The Practice of the Sabbath Day | Ben Carlson

by | Oct 7, 2024 | Systematic Theology


The Practice of the Sabbath Day

How are we to keep the Lord’s Day as the Christian Sabbath holy to the Lord? Paragraph 8 lays out two key ways:

 

1.) Due preparation: “The sabbath is then kept holy unto the Lord, when men, after a due preparing of their hearts, and ordering their common affairs aforehand,”

Keeping the Sabbath holy to the Lord starts before the Sabbath begins. We shouldn’t stumble or sleepwalk into the Sabbath! We shouldn’t wake up and be surprised that it is Sunday! Instead, our hearts and our homes should be well-prepared for that great day. We should be prepared before we go to bed Saturday night, but this preparation should initially begin Monday morning!

In a sense, we should for the Lord’s Day like athletes prepare for game day. Think of the life of a college football player. The big day for him is Saturday. Everything he does after the game and throughout the week prepares him for next Saturday.

  • Sunday: rest, light stretching and exercises, film from previous game
  • Monday: weightlifting, film
  • Tuesday: practice, weightlifting, film
  • Wednesday: practice, film
  • Thursday: practice, weightlifting, film
  • Friday: walk through, meetings, check equipment, lay uniform out, go over game plan, get plenty of water and sleep
  • Saturday morning: breakfast with team, warm ups, motivational speeches and videos, meditation, game time!
  • REPEAT ALL OVER AGAIN!

The point is, he lives his life Saturday to Saturday, game day to game day.

In a similar way, Christians must schedule their entire week around the Lord’s Day. But instead of living Saturday to Saturday like the college football player or Monday to Monday like the American worker, as a Christian live your life Sabbath Day to Sabbath Day.

Since the Lord’s Day is the greatest day of the week and the corporate worship of God is the greatest event on earth, then everything else we do throughout the week should be done in preparation of it! Plan to do your vocation, commerce, grocery shopping, home projects, yardwork, schoolwork, hobbies and recreations, and family celebrations on other days so there will be no distractions or hindrances to observing the Christian Sabbath and keeping it holy to the Lord.

Westminster Larger Catechism states this: “we are to prepare our hearts, and with such foresight, diligence, and moderation, to dispose and seasonably dispatch our worldly business, that we may be the more free and fit for the duties of that day.”

I want to encourage you that with some thoughtfulness and intentionality, you can get all your work done in six days without having it bleed into the Lord’s Day.

Other Applications:

  • Go to sleep on time on Saturday night.
  • Wake up early on Sunday morning.
  • Eat a filling, nutritious breakfast.
  • Spend time reading the Scriptures, meditating, and praying before leaving the house.

> [What is asked]
1 – Please copy word for word the part of the Sabbath article that opens with the words containing "In a sense, we" and closes with "for next Saturday.".
2 – Restate in shorter form the paragraph of the Sabbath article beginning "Since the Lord’s Day is the greatest day of the week," keeping its main points.

Pointing and labeling entries
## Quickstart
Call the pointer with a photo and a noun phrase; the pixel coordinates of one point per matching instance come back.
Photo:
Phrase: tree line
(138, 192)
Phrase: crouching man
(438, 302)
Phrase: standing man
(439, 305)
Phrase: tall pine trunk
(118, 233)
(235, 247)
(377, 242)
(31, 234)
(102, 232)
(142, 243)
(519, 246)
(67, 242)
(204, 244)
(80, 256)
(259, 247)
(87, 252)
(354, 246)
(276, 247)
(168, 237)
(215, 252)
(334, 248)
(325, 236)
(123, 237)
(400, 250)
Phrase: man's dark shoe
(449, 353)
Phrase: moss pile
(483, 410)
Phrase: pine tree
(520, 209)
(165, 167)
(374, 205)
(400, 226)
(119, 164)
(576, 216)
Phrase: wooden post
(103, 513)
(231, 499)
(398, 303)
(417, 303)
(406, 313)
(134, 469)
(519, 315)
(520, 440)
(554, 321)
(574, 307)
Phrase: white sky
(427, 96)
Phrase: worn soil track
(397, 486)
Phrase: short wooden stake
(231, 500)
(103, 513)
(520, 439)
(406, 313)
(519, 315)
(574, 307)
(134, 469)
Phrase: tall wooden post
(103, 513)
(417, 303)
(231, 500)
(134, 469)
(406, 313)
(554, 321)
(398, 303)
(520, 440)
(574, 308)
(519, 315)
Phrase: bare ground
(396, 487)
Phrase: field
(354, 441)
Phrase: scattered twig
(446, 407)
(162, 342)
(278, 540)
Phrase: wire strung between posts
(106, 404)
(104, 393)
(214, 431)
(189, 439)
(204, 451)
...
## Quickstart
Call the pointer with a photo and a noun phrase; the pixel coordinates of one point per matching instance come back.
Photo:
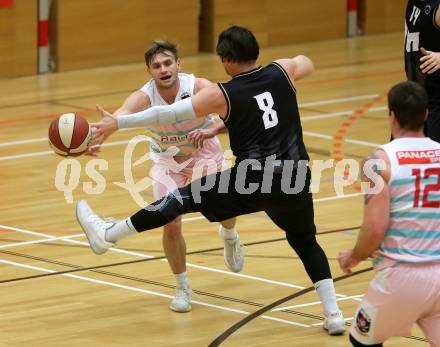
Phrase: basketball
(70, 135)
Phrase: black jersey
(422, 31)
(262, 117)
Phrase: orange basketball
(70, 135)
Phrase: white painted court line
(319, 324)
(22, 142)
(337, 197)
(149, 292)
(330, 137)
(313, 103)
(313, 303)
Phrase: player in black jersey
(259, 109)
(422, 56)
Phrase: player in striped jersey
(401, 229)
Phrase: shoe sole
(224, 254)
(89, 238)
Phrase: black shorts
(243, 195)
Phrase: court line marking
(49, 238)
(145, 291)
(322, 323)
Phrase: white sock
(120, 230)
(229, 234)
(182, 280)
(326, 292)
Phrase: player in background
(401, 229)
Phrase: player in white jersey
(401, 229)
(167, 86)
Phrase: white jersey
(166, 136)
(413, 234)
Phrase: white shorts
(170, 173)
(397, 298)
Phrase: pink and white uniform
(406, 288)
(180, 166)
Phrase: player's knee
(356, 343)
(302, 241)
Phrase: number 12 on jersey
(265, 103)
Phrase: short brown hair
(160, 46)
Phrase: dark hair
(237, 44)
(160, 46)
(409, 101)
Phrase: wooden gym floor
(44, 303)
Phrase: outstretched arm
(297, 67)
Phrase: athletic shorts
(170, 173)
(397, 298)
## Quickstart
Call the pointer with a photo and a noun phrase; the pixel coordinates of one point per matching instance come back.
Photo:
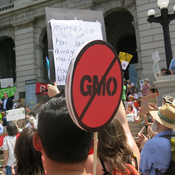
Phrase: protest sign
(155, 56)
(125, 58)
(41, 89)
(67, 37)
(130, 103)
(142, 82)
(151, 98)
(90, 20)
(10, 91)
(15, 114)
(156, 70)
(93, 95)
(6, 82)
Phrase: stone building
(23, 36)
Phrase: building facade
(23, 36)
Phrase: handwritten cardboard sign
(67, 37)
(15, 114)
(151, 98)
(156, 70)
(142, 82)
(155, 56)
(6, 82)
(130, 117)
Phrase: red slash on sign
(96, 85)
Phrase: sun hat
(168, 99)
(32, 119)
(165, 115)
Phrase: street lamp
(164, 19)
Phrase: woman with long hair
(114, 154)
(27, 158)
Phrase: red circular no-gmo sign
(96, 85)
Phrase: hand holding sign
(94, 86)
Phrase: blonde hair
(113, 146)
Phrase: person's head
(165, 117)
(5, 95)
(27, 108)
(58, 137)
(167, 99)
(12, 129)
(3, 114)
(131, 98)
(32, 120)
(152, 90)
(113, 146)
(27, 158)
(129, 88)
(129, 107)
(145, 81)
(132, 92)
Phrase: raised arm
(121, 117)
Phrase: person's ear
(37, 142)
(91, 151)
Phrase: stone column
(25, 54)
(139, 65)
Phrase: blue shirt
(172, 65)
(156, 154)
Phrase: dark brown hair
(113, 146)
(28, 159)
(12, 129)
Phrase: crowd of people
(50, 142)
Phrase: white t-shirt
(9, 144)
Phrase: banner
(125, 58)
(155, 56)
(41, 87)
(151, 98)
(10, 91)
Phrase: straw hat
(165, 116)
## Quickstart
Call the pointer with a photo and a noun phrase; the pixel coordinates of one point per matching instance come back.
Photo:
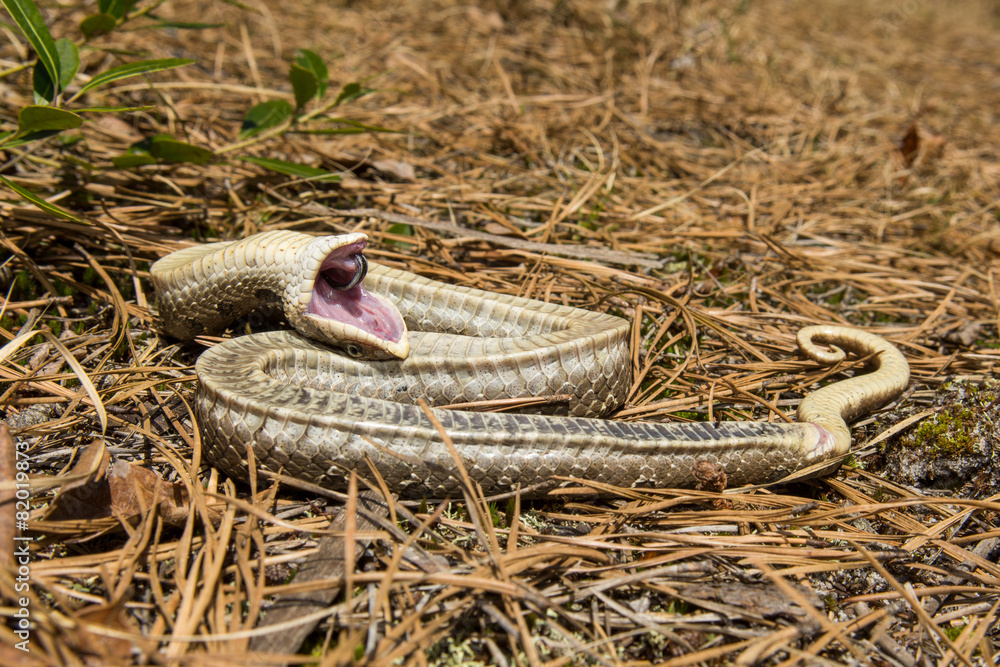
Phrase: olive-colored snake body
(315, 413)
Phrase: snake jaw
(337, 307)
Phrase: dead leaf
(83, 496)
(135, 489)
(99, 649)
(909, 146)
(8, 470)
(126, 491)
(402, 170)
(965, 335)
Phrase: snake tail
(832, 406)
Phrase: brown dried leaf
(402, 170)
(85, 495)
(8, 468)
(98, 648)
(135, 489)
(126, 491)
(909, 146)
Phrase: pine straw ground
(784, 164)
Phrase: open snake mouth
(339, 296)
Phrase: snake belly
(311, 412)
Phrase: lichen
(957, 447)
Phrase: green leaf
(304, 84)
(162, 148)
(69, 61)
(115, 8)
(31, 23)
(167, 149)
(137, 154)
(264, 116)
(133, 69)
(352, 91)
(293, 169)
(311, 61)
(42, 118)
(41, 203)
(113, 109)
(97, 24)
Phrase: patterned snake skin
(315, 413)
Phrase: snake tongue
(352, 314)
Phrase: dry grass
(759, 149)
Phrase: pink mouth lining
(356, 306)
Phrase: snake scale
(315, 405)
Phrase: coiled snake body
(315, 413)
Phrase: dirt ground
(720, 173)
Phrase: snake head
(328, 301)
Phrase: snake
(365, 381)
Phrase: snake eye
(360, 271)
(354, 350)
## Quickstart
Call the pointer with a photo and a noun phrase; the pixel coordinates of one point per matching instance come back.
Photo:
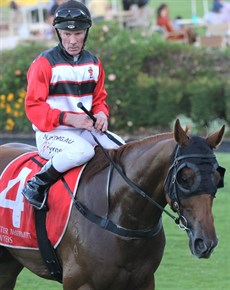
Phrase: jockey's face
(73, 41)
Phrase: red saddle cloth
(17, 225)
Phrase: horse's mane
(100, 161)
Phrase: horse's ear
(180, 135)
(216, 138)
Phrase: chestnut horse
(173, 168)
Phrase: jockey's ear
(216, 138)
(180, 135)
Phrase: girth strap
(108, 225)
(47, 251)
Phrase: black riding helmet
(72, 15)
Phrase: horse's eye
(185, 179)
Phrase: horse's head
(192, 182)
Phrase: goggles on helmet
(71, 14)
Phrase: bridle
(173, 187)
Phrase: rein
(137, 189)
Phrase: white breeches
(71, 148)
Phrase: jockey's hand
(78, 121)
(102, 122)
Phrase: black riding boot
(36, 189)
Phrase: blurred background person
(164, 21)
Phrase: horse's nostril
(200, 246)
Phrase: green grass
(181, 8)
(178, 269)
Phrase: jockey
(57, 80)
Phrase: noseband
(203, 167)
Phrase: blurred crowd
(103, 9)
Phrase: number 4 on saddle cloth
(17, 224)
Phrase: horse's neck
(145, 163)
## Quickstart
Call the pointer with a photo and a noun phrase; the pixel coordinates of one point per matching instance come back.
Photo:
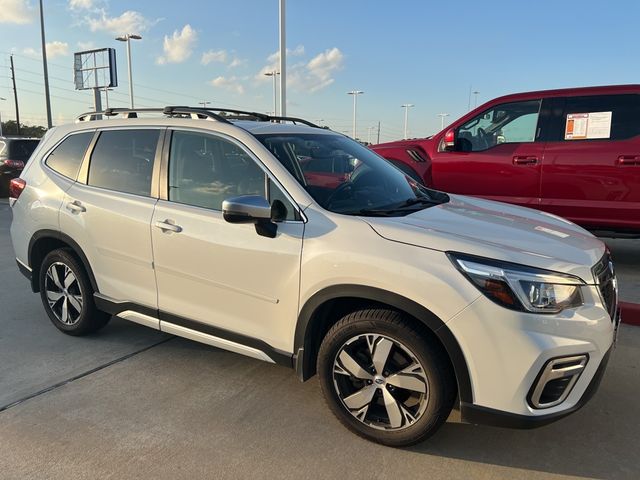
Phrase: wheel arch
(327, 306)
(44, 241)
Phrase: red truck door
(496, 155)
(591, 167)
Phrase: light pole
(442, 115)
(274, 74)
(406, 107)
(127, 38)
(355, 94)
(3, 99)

> [Answers]
1 –
In a sense, we should for the Lord’s Day like athletes prepare for game day. Think of the life of a college football player. The big day for him is Saturday. Everything he does after the game and throughout the week prepares him for next Saturday.

2 – Because the Lord’s Day is the greatest day of the week and corporate worship of God is the greatest event on earth, everything done during the week should prepare for it. Vocation, commerce, grocery shopping, home projects, yardwork, schoolwork, hobbies and recreations, and family celebrations should be planned for other days. That way nothing distracts from or hinders keeping the Christian Sabbath holy to the Lord.